━━ Data for the task

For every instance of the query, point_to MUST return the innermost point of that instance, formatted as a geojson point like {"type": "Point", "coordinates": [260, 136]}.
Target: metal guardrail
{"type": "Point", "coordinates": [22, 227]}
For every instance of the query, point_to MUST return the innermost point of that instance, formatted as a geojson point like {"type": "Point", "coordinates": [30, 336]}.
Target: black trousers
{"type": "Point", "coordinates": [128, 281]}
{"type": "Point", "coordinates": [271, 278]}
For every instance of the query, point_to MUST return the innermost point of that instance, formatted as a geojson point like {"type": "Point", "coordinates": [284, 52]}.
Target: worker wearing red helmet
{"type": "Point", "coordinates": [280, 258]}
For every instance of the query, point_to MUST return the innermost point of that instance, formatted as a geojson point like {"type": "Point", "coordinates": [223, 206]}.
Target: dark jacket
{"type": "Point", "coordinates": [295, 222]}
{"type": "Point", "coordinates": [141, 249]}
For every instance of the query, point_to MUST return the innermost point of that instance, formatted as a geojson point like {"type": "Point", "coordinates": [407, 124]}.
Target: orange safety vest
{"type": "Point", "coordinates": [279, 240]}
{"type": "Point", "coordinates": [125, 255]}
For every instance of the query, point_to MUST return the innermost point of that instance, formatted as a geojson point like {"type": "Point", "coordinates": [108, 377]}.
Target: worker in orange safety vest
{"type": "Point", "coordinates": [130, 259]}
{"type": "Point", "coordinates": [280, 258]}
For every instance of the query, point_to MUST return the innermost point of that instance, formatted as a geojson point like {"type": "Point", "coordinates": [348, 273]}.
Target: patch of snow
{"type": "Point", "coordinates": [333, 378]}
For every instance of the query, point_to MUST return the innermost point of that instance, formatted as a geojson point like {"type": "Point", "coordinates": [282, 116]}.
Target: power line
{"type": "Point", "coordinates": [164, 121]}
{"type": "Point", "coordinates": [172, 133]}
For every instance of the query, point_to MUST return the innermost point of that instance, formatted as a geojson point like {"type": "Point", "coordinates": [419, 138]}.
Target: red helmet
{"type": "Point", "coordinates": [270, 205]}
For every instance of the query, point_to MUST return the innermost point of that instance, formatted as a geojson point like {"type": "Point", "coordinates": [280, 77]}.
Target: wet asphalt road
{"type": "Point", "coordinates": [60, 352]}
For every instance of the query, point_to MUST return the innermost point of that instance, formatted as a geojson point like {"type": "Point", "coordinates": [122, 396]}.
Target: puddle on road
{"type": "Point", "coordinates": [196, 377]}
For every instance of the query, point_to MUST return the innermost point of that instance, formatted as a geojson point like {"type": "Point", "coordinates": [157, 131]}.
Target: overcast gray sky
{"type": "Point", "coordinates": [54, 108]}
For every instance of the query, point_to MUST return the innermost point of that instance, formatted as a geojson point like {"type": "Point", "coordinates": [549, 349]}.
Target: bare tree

━━━━

_Assigned task_
With no line skipped, copy the entries exactly as written.

_Response to this exercise_
For every instance of the query, point_to MUST return the innermost point of that instance, formatted as a geojson point like {"type": "Point", "coordinates": [260, 136]}.
Target: metal guardrail
{"type": "Point", "coordinates": [22, 227]}
For every instance of the query, point_to MUST return the innermost point of that instance, formatted as a geojson point like {"type": "Point", "coordinates": [30, 336]}.
Target: black trousers
{"type": "Point", "coordinates": [128, 281]}
{"type": "Point", "coordinates": [271, 278]}
For every instance of the query, point_to MUST return the innermost point of that instance, formatted as a geojson point like {"type": "Point", "coordinates": [284, 52]}.
Target: worker wearing red helmet
{"type": "Point", "coordinates": [280, 258]}
For every instance of the query, point_to MUST return the innermost point of that instance, formatted as a geojson point like {"type": "Point", "coordinates": [223, 206]}.
Target: dark jacket
{"type": "Point", "coordinates": [295, 222]}
{"type": "Point", "coordinates": [141, 249]}
For every instance of the query, point_to MUST return the innermost point of that instance, formatted as a geojson point like {"type": "Point", "coordinates": [407, 124]}.
Target: orange safety vest
{"type": "Point", "coordinates": [279, 240]}
{"type": "Point", "coordinates": [125, 255]}
For every instance of the query, point_to MUST return the innermost point of that instance, formatted as a geojson point like {"type": "Point", "coordinates": [108, 377]}.
Target: worker in orange safety vest
{"type": "Point", "coordinates": [130, 259]}
{"type": "Point", "coordinates": [280, 258]}
For every instance of the query, point_to MUST return the innermost point of that instance, formatted as a geojson point like {"type": "Point", "coordinates": [348, 273]}.
Target: patch of snow
{"type": "Point", "coordinates": [333, 378]}
For every instance of the query, point_to MUST return the innermost point of that instance, formatted as a geojson point like {"type": "Point", "coordinates": [282, 116]}.
Target: power line
{"type": "Point", "coordinates": [164, 121]}
{"type": "Point", "coordinates": [172, 133]}
For every instance of the query, point_to MUST return the innermost point of that instance, formatted as a geojson point like {"type": "Point", "coordinates": [419, 138]}.
Target: red helmet
{"type": "Point", "coordinates": [270, 205]}
For every instance of the query, point_to MUST return the innermost point of that instance, formatted as a geojson point like {"type": "Point", "coordinates": [280, 77]}.
Target: wet asphalt road
{"type": "Point", "coordinates": [60, 352]}
For every instance of the query, point_to MUST return the innermost point of that instance, formatted as a geojson point like {"type": "Point", "coordinates": [122, 396]}.
Target: puddle on road
{"type": "Point", "coordinates": [196, 377]}
For every instance of the query, point_to MUST return the innermost point of that instance, formatted as a geojson point like {"type": "Point", "coordinates": [157, 131]}.
Target: overcast gray sky
{"type": "Point", "coordinates": [54, 108]}
For every instance of the query, point_to MUST return the innermost point of that instance, formatted as a geojson point like {"type": "Point", "coordinates": [549, 349]}.
Target: bare tree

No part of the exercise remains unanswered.